-- Opening Marker --

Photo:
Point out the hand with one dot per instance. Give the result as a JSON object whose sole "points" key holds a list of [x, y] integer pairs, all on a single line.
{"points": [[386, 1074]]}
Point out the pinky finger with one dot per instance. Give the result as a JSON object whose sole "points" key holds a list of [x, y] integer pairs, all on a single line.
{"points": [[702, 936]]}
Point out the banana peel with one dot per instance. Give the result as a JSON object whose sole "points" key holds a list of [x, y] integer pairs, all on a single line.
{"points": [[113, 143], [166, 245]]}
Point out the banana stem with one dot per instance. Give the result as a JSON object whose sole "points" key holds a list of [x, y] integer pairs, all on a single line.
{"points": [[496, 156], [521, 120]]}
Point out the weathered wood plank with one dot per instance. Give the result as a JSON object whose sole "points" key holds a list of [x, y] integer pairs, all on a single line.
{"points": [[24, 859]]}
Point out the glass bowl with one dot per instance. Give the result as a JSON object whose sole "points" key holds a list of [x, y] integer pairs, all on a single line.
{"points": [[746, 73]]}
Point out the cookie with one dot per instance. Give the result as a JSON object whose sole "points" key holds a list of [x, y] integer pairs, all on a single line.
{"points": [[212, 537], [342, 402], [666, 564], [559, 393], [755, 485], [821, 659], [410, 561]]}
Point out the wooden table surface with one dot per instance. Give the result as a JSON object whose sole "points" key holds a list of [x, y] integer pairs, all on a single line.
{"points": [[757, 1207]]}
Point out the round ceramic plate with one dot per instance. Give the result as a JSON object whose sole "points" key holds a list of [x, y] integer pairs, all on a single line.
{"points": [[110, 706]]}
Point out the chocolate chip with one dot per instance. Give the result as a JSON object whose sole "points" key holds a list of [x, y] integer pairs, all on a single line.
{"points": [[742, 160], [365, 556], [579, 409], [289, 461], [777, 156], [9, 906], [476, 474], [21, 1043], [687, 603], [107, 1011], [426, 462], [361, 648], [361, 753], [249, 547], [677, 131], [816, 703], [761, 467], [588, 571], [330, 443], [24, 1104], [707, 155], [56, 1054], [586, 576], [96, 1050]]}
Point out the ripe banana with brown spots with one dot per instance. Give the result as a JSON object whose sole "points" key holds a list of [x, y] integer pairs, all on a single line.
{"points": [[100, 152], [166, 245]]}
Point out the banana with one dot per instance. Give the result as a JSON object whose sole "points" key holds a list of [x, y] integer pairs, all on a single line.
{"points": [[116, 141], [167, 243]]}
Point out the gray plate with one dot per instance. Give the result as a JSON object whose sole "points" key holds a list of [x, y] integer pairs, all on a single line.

-- Closing Marker --

* EXERCISE DIRECTIONS: Return every line of the data unchanged.

* SOLUTION TO THIS TASK:
Photo:
Point out the hand with one dot per instance. Give the result as a JSON object whose sole "points" key holds a list of [x, y] integer pairs, all on a single line.
{"points": [[386, 1074]]}
Point out the pinky finger with one dot per instance. Give the result as a JSON object whose sole "points" key holds a list of [x, y] integer pairs, all on a single line.
{"points": [[702, 936]]}
Point out the banana peel with one dot per instance. Give the result as a JSON object whose sole "points" key holds a list of [x, y] integer pairs, all on a single line.
{"points": [[113, 143], [166, 245]]}
Point out the banana stem with one dot per instance. Give the result as a JSON object whose sole "points" key holds a list of [x, y] integer pairs, all on a single line.
{"points": [[496, 156], [521, 120]]}
Point out the weathered wood plank with one dot per instance. Give the result as a JSON object whose sole "points" key holds a list of [x, y] integer pairs, all on a single line.
{"points": [[24, 859]]}
Point out the glass bowl with one dot per instance. Give the result as a JSON object whose sole "points" key holds a list of [x, y] integer pairs, all on a single line.
{"points": [[746, 73]]}
Point out the cookie with one dot per instance. Give the result as a JSON object whose sole "points" key holds a list of [x, y] integer pairs, all on a single line.
{"points": [[212, 537], [342, 402], [666, 564], [559, 393], [755, 485], [821, 659], [410, 561]]}
Point out the wooden table surface with one dot per instance. Give the result as a JSON object whose sole "points" key holds a list of [x, y] integer pairs, all on a single line.
{"points": [[757, 1207]]}
Point out the round ceramic plate with one dot per instance. Give the result as a JSON object whose sole "points" key holds a list of [x, y] integer pairs, all on a single line.
{"points": [[110, 706]]}
Point out the chocolate chip with one dot per instance. Give the result as a JSON object whose sole "points" key holds a list of [x, y] integer pairs, all on a single line.
{"points": [[742, 160], [365, 556], [579, 409], [289, 461], [777, 156], [9, 906], [476, 474], [21, 1043], [687, 603], [107, 1011], [426, 462], [361, 648], [361, 753], [249, 547], [677, 131], [816, 703], [761, 467], [588, 571], [330, 443], [24, 1104], [707, 155], [56, 1054], [586, 576], [96, 1050]]}
Point out the ripe banana with brown spots with one dot per instance. Give the result as a JSON object whose sole "points" key holds a list of [x, y] integer pairs, all on a single line.
{"points": [[100, 152], [166, 245]]}
Point out the banana with one dot per instance. Give the result as a JSON object whose sole "points" key holds a list of [x, y] integer pairs, all on a single line.
{"points": [[116, 141], [167, 243]]}
Point out the gray plate with one dot per instance. Give the result as a JSON object whose sole "points" key holds a list of [x, y] integer pairs, all on a single line.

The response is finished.